**EXCERPT:**
- - - - -

In the last 6 months, I've been building a lot of applications that are powered by LLMs. And, in this time, none of the available frameworks helped me satisfy the requirements I had. Eventually, I had to write a lot of scaffold code that I reused across all these applications. PDX is a consolidation of all that scaffold code, which I find very useful. And, hopefully you too...
Before I start preaching about PDX, let me start with what the initial requirements were:
- Low on dependencies. You're just making a call to an API with some text.
- Managing prompt templates with Jinja. Jinja is a great templating engine, which is well architected for the use-cases one might encounter.
- Separating prompt templates with the application code. Prompt templates are plain text, and it has no business being written into the application code.
- Chaining of prompts. Both text and chat completions need a well thought way of sequencing the prompts.
- Observability. Logging which prompts with which inputs gave which response from which model. Along with how long it took and how many tokens were used.
- A/B testing. Attributing the above with the user feedback.

- - - - -

**RECORDS:**
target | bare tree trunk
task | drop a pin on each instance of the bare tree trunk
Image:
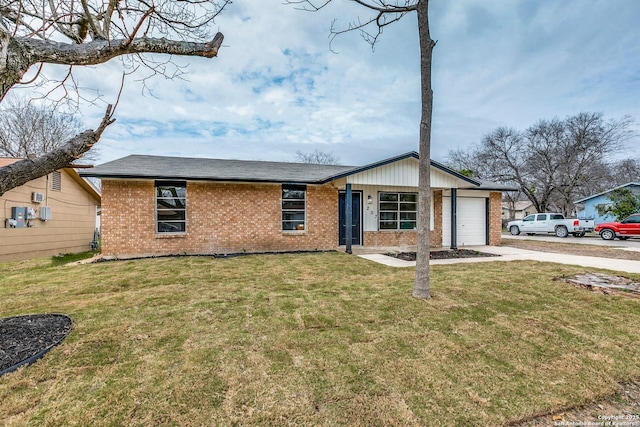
(421, 287)
(19, 173)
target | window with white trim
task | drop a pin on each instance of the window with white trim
(171, 206)
(397, 211)
(294, 198)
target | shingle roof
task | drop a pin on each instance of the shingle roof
(198, 169)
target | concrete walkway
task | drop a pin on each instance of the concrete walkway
(514, 254)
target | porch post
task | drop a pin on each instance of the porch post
(454, 218)
(348, 219)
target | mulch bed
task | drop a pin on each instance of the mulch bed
(449, 254)
(24, 339)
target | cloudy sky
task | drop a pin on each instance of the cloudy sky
(276, 88)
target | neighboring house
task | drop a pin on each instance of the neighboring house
(54, 214)
(520, 209)
(167, 205)
(591, 203)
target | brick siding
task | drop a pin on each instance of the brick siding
(221, 218)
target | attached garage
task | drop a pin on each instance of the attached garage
(472, 216)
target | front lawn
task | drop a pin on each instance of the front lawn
(313, 339)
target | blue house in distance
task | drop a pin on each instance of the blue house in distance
(591, 203)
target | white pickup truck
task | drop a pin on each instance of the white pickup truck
(550, 223)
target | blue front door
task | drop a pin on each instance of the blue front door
(356, 198)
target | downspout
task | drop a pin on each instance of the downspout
(454, 218)
(348, 217)
(487, 220)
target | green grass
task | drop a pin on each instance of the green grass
(313, 339)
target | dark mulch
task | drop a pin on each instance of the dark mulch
(23, 339)
(449, 254)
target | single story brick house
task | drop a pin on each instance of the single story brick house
(155, 205)
(51, 215)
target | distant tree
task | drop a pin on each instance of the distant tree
(29, 129)
(624, 171)
(317, 157)
(35, 33)
(624, 202)
(553, 161)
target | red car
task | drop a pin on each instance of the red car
(628, 227)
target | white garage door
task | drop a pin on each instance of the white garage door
(472, 221)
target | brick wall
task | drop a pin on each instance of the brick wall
(495, 219)
(221, 218)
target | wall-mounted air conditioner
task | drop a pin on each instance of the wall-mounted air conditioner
(37, 197)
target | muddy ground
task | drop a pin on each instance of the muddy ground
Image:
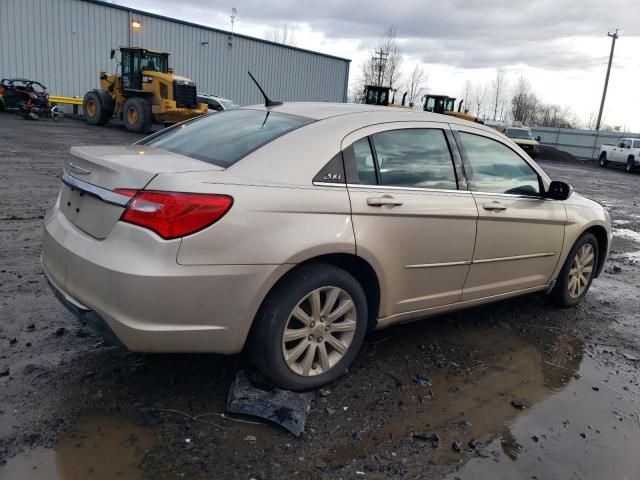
(518, 389)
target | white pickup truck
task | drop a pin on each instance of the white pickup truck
(626, 151)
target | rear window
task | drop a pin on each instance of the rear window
(226, 137)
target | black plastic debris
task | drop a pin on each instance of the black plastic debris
(253, 395)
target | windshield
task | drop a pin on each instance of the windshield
(150, 61)
(226, 137)
(520, 133)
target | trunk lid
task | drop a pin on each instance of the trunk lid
(91, 173)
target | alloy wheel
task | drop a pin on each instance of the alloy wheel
(319, 331)
(581, 270)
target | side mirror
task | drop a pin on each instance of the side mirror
(558, 190)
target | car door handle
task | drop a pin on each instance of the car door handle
(384, 200)
(497, 206)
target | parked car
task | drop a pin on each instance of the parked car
(626, 152)
(523, 137)
(217, 104)
(27, 97)
(293, 230)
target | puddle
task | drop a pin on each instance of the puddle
(97, 447)
(396, 415)
(626, 233)
(504, 367)
(562, 437)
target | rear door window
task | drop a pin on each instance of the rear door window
(416, 157)
(495, 168)
(228, 136)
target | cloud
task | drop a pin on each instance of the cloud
(463, 33)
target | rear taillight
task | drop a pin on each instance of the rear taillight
(172, 214)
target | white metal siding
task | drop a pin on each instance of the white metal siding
(66, 43)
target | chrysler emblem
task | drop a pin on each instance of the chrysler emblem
(76, 169)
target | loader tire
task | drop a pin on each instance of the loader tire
(137, 115)
(95, 112)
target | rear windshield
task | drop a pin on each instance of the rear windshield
(226, 137)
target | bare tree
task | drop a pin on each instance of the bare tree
(555, 116)
(370, 73)
(283, 33)
(523, 101)
(415, 84)
(392, 70)
(479, 96)
(498, 91)
(467, 94)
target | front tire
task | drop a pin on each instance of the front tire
(577, 272)
(94, 110)
(603, 160)
(310, 327)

- - - - -

Reproduce word for word the part of the PDX post that begins at the words "In the last" and stops after the words "one might encounter.".

**ANSWER AREA:**
In the last 6 months, I've been building a lot of applications that are powered by LLMs. And, in this time, none of the available frameworks helped me satisfy the requirements I had. Eventually, I had to write a lot of scaffold code that I reused across all these applications. PDX is a consolidation of all that scaffold code, which I find very useful. And, hopefully you too...
Before I start preaching about PDX, let me start with what the initial requirements were:
- Low on dependencies. You're just making a call to an API with some text.
- Managing prompt templates with Jinja. Jinja is a great templating engine, which is well architected for the use-cases one might encounter.